INPUT ROWS
····················

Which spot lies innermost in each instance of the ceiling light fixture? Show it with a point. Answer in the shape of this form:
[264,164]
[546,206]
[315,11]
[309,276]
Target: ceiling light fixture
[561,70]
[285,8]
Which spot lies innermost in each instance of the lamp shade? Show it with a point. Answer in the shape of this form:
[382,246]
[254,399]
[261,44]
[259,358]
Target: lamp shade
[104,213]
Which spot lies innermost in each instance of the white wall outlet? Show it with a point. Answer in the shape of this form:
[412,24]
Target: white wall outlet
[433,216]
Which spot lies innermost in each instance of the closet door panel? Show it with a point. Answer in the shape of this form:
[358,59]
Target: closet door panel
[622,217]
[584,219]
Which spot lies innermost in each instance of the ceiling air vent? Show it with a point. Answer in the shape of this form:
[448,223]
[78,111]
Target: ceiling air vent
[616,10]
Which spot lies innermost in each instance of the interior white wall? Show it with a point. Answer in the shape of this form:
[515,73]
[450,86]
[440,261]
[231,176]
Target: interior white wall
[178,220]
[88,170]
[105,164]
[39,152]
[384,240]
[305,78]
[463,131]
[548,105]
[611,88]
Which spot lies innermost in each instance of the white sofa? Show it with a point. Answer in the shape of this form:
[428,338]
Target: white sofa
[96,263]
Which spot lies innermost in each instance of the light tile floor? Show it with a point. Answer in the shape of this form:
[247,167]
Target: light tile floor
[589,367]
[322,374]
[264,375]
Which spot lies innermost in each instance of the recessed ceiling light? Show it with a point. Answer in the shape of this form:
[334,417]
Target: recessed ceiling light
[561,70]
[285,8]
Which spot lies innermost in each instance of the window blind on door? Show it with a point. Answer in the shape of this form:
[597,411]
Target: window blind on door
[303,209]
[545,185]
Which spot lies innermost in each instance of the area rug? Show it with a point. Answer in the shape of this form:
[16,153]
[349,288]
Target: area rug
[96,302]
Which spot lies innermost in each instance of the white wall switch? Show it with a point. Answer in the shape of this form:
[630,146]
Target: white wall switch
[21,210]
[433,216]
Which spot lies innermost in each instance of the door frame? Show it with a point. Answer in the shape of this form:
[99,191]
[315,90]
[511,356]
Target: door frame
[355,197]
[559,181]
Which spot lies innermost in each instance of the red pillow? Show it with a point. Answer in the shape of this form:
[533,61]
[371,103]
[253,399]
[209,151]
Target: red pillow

····················

REQUIRED TASK
Print the data above again without changes, beginning at the line that contains "Which spot lies innermost in each instance of the door" and stopping after the last line of the data.

RESPONSE TO THIS TASK
Which spot lies innermost in each instance of the door frame? Show it with a point. Answer in the shape of this form:
[99,191]
[315,90]
[511,356]
Target: door frame
[355,197]
[559,181]
Which spot lies innermost in each instance of the red pillow? Show it with a point. Answer in the shape of this form:
[533,61]
[371,103]
[253,399]
[209,151]
Target: red pillow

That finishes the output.